### TRECHO DO TEXTO
+ + + +
Discute-se se a qualificadora prevista no art. 121, §2°, I, do CP, é aplicável ao mandante e ao mandatário do homicídio ou somente ao mandatário, aquele que executa o crime.
O tema é controverso tanto na doutrina quanto na jurisprudência[PQ1] .
Temos que todos que tomam parte num crime de homicídio mediante paga ou promessa de recompensa, e não só os executores do crime, respondem pela qualificadora prevista no art. 121, §2°, I, do CP, visto que este artigo não faz distinção no particular, como se vê aqui:
Homicídio simples
Art. 121. Matar alguém:
Pena – reclusão, de seis a vinte anos.
Caso de diminuição de pena
§1º Se o agente comete o crime impelido por motivo de relevante valor social ou moral, ou sob o domínio de violenta emoção, logo em seguida a injusta provocação da vítima, o juiz pode reduzir a pena de um sexto a um terço.
Homicídio qualificado
§ 2° Se o homicídio é cometido:
I – mediante paga ou promessa de recompensa, ou por outro motivo torpe.
Como se vê da transcrição, ao qualificar o homicídio mediante paga, o Código Penal não distinguiu autor, coautor e partícipe. Disse simplesmente que o homicídio é qualificado se for cometido mediante paga ou promessa de recompensa, ou por outro motivo torpe. A lei poderia tratar diferentemente tais hipóteses, mas não o fez.
E de fato não faria muito sentido que o mandante, isto é, aquele que instiga, motiva e paga pela execução de um delito e, portanto, teve um papel fundamental no seu cometimento, tivesse um tratamento penal mais brando (homicídio simples), diferentemente dos executores, que responderiam por homicídio qualificado.
Afinal, a torpeza do motivo é a mesma para quem paga e para quem recebe pagamento para a execução de um delito, tanto é assim que o art. 62, II, IV, do CP, agrava a pena de quem “executa o crime, ou nele participa, mediante paga ou promessa de recompensa.”.
Já o art. 121, §2°, I, primeira parte, do CP, como vimos, qualifica o homicídio quando cometido “mediante paga ou promessa de recompensa, ou por outro motivo torpe”, sem fazer distinção entre autores, coautores, partícipes, executores etc. Age, pois, torpemente tanto quem paga quanto quem recebe pagamento para matar alguém.
Como se sabe, “Quem, de qualquer modo, concorre para o crime incide nas penas a este cominadas, na medida de sua culpabilidade” (CP, art. 29, caput), e, no caso, o grau de reprovabilidade da conduta é o mesmo para todos que participaram do crime. Por que a conduta do mandante do homicídio seria menos grave do que a do mandatário, se ambos fizeram parte do mesmo pacto macabro? Por que, por exemplo, um empresário que paga para matar sua esposa seria menos culpável do que o pistoleiro que a executa? Pagar para matar é tão grave e tão reprovável quanto matar mediante pagamento.
+ + + +
### REGISTROS DE DADOS

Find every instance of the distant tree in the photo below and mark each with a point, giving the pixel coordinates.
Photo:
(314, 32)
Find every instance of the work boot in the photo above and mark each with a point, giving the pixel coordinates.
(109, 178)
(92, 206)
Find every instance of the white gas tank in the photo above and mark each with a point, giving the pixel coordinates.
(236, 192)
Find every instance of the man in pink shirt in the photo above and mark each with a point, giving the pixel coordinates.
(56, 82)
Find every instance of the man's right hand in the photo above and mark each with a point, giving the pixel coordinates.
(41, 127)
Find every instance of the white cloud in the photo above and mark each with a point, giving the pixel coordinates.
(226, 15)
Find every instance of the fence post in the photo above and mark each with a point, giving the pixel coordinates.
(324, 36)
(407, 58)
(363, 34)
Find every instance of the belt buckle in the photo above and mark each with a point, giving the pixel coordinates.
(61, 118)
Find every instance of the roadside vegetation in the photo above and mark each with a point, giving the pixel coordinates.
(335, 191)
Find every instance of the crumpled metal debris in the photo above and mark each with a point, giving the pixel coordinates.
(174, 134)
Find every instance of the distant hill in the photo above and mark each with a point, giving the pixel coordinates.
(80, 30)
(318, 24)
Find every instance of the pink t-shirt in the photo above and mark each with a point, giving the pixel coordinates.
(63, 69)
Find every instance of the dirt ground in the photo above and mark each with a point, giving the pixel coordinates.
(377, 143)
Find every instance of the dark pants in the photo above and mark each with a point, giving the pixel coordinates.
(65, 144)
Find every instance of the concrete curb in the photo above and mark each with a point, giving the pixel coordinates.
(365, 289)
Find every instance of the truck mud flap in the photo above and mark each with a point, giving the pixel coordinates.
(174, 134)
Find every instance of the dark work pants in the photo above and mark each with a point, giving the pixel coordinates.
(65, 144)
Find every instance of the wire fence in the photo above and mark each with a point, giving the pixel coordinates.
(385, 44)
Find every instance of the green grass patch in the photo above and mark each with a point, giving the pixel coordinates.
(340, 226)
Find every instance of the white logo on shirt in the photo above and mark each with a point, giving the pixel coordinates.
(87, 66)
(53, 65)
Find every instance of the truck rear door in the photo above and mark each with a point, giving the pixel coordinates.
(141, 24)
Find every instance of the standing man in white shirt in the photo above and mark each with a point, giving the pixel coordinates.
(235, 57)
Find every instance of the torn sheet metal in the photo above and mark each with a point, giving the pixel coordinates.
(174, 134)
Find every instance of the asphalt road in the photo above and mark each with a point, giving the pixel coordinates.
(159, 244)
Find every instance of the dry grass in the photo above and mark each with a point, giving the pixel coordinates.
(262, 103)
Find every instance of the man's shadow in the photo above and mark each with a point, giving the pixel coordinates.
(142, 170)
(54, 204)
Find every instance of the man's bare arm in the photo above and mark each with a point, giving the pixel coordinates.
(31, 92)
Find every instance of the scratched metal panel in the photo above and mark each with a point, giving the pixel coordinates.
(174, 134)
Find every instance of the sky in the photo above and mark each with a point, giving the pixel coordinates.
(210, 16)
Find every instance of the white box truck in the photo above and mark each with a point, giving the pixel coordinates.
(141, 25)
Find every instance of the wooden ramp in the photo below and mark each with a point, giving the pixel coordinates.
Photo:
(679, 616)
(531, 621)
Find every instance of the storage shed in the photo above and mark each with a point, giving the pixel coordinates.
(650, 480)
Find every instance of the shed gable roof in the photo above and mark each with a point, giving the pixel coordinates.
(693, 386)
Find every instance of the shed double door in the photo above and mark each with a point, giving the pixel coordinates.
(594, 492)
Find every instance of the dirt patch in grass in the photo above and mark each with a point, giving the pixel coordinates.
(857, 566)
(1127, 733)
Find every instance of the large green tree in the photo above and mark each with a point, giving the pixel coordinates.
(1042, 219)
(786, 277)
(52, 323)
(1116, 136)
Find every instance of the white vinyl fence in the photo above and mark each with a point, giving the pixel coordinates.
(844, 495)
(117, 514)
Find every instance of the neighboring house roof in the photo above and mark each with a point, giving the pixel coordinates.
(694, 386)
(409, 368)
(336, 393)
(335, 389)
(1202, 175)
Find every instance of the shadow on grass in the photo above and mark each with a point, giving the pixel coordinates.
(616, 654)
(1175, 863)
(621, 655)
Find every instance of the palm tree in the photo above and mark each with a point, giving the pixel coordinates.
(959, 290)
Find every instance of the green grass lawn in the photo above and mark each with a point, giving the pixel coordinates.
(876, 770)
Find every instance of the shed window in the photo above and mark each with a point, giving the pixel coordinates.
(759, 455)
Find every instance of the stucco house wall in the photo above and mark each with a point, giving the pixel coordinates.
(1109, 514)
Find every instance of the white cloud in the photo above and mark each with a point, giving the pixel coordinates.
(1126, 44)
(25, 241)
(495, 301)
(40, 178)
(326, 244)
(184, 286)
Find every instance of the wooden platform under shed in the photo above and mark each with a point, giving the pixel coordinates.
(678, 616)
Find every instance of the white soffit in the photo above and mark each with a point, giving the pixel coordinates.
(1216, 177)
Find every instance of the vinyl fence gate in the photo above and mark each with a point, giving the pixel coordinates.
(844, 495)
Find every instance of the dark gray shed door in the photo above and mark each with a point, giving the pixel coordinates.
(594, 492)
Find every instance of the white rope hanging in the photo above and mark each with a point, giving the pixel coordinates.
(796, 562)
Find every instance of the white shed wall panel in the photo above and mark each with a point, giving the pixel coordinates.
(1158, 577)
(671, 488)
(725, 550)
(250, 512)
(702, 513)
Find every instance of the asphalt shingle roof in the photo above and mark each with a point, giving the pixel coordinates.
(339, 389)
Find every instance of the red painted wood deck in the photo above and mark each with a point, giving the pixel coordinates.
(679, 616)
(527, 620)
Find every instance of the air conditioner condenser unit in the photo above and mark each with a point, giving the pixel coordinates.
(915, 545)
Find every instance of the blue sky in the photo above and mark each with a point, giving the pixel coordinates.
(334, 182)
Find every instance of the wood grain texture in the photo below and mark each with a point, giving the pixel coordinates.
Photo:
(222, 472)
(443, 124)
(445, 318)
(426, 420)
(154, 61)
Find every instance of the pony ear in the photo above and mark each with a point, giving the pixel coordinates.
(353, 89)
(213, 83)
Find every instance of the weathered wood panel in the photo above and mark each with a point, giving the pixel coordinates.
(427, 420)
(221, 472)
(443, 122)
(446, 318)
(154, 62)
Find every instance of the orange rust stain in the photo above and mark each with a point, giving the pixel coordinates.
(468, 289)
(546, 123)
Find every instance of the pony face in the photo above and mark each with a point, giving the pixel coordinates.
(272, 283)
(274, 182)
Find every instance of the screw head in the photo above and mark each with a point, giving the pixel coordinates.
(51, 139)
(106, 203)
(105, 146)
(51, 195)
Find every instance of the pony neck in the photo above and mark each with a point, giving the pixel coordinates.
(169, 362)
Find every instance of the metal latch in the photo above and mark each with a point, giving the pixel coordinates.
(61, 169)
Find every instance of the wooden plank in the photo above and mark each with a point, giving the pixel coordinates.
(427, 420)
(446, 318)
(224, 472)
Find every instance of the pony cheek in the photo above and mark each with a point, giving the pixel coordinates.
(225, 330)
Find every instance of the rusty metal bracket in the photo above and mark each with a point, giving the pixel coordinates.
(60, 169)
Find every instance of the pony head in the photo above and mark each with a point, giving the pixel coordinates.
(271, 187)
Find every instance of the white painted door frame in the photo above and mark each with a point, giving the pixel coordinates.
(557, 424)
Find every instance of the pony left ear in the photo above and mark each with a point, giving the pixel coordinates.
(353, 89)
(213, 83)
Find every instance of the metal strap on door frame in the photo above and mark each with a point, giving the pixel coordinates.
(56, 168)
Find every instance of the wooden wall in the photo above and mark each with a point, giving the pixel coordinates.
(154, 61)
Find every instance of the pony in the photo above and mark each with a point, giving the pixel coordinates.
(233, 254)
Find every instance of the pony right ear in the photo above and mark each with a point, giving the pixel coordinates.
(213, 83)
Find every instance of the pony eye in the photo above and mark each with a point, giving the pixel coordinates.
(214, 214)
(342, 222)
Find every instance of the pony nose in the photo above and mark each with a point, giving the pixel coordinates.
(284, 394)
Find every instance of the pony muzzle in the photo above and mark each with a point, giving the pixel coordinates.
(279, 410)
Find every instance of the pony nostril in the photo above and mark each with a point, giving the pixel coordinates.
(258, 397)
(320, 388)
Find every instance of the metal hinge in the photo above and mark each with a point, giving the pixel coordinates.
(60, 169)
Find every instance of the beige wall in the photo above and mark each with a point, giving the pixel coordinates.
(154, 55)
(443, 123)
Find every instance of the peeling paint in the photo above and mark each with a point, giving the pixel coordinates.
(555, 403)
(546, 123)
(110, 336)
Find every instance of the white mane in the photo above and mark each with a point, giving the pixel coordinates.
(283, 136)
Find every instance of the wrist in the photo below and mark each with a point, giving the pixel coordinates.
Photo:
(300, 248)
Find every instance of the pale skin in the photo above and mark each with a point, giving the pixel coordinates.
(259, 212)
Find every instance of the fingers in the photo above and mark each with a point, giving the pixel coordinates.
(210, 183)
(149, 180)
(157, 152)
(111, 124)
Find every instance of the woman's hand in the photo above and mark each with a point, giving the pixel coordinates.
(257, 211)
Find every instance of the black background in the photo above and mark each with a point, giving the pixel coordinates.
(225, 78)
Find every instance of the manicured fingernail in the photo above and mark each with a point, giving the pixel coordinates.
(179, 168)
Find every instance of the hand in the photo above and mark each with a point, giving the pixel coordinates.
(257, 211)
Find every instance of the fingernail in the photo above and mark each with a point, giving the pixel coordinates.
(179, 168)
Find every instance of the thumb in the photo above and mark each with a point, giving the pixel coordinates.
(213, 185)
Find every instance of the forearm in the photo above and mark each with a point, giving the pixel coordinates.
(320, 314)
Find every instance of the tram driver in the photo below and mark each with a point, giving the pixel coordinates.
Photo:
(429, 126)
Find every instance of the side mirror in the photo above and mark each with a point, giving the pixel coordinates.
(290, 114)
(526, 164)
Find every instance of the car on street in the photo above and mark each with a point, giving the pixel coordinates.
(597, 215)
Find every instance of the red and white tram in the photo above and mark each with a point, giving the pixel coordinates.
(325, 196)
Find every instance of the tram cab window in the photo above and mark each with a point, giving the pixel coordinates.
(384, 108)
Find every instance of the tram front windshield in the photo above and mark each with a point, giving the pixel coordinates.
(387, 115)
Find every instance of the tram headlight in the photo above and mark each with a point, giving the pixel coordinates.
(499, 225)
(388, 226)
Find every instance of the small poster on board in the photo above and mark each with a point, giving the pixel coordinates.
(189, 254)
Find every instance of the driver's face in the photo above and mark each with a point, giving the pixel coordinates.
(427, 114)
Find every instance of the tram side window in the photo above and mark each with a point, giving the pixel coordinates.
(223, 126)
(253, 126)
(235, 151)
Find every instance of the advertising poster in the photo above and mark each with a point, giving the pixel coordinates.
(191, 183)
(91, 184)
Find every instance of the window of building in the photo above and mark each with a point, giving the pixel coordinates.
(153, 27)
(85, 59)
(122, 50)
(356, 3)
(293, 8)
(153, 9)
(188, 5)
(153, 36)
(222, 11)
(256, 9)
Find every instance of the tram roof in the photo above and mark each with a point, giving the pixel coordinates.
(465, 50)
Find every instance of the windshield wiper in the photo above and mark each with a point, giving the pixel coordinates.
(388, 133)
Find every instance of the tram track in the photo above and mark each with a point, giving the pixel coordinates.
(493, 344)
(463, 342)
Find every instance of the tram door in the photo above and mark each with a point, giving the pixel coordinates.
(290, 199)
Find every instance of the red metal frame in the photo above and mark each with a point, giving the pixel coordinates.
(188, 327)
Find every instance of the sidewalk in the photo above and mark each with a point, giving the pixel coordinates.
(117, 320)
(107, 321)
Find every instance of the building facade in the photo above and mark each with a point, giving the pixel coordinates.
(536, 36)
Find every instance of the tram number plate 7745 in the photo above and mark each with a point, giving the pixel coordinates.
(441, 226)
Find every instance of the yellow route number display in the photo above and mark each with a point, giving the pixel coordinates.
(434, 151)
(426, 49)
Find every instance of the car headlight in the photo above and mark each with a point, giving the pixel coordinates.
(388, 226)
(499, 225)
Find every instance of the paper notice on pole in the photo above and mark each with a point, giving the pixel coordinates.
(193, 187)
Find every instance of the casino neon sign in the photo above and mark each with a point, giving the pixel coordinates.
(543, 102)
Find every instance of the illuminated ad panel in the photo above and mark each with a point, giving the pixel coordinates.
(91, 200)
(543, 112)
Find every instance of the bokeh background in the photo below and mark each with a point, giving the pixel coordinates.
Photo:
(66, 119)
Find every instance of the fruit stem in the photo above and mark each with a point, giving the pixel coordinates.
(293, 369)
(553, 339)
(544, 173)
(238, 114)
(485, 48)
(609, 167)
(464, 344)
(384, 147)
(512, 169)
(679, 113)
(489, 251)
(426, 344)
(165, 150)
+ + + +
### LISTA DE TAREFAS
1. No texto sobre o homicídio mediante paga, qual é a pena prevista para o homicídio simples no art. 121 do CP?
2. Continue o texto sobre o homicídio mediante paga a partir da última frase apresentada.

### RESPOSTAS DOS EXERCÍCIOS
1. Reclusão, de seis a vinte anos.

2.
É importante notar que, contrariamente ao que defende parte da doutrina, não está em discussão a comunicabilidade das circunstâncias de caráter pessoal (CP, art. 30), como seria o parentesco, a reincidência etc. O que está em causa aqui é a exata interpretação do art. 121, §2°, I, do CP; tema diverso, portanto.
Justamente por isso, é irrelevante indagar se o motivo torpe é uma circunstância essencial (elementar) ou acidental do crime de homicídio, se é uma circunstância de caráter pessoal ou não.
Além disso, o tema da comunicabilidade das circunstâncias só tem lugar quando os coautores ou partícipes do crime não ostentam uma condição pessoal exclusiva do autor (v.g., ser funcionário público no peculato, ser mãe no infanticídio, ser ascendente ou descendente no homicídio etc.). Aqui, porém, o pagamento ou promessa de pagamento é comum ao mandante e ao executor do delito.
Em resumo, tanto o mandante quanto o mandatário respondem por homicídio qualificado mediante paga ou promessa de recompensa.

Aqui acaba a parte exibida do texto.